*DIRECTIONS*. Search the records below for the word "point". Pull out each line that has it.

===== EXCERPTED DATA

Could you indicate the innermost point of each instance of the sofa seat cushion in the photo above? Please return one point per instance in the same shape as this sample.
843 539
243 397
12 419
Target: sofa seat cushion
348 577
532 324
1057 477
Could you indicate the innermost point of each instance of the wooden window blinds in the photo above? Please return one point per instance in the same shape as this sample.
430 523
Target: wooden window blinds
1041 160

==========
===== EXCERPTED DATA

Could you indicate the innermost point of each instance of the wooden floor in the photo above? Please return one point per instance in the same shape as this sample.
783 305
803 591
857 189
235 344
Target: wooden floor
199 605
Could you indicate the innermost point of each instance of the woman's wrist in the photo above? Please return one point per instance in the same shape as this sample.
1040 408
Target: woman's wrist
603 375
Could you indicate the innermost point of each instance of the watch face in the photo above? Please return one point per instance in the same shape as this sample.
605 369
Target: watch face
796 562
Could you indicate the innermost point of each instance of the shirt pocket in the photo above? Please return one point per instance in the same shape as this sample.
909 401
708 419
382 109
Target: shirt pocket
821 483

==========

*SOLUTION TO THE PROBLEM*.
Could you indicate the innermost point of each instance of the sofa seat cushion in the photo above? Please return one point per instance in the same shape as this sample.
Could you indicate the innermost point of each instance of the wooden window blinds in the photo above? Please return one point per instance in the same shape as this sample.
Could you indicate the innermost point of each instance of the wooden floor in the photo above? Please return one point per instance in the same shape as this sample.
Could you indicate the innermost point of each instance of the woman's wrist in the photo above? Please return one point per instance in the same shape as this sample.
Could you indicate the innermost point of each instance of the watch face in the photo above? Please return one point per instance in the same shape as this sample.
Could you indicate the innermost point of each instance of the shirt pocket in the photo above? Please return one point per instance in the same shape as this sample.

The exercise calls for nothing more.